— BEGIN —

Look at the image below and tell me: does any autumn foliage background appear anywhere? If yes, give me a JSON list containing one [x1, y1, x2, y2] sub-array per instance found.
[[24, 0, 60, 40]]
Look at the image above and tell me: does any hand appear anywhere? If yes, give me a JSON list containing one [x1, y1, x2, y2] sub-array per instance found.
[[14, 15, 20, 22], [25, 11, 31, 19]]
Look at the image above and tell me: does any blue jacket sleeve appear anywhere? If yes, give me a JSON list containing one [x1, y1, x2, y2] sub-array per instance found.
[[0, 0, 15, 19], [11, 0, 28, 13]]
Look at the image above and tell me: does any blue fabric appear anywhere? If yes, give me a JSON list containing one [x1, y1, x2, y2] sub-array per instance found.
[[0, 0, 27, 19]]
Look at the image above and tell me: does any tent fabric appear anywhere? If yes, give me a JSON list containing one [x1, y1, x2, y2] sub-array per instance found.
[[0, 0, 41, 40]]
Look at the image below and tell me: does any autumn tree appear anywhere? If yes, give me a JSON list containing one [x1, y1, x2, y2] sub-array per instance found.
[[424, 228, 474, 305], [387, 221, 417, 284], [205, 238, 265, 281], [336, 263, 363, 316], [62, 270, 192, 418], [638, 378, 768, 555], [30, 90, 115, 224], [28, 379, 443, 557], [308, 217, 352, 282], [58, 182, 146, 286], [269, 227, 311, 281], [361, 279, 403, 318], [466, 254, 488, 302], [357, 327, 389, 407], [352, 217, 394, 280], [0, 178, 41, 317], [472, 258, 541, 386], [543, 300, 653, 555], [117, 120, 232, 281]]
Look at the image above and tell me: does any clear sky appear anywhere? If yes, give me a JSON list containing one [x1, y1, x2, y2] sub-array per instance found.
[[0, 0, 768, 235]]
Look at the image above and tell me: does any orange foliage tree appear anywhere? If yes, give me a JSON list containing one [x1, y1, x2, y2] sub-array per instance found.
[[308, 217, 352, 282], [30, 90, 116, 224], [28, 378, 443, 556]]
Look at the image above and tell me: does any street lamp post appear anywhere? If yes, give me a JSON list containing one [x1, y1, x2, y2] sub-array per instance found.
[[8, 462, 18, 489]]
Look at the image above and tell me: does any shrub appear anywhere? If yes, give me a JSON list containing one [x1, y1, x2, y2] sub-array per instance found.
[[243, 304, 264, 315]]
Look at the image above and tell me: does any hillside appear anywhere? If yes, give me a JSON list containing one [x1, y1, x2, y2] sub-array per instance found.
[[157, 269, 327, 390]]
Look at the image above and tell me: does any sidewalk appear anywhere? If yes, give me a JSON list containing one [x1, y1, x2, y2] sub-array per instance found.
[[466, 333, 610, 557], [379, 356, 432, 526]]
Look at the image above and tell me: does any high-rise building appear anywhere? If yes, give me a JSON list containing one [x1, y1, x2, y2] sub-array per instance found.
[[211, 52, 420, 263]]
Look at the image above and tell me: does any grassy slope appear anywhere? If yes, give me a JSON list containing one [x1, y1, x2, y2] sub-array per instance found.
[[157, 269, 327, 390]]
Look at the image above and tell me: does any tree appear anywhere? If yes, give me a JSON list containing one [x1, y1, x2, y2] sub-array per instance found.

— END —

INSTRUCTIONS TO FOLLOW: How many lines of the material above contain the string "autumn", with case counting? Reply with the number alone.

RESULT: 2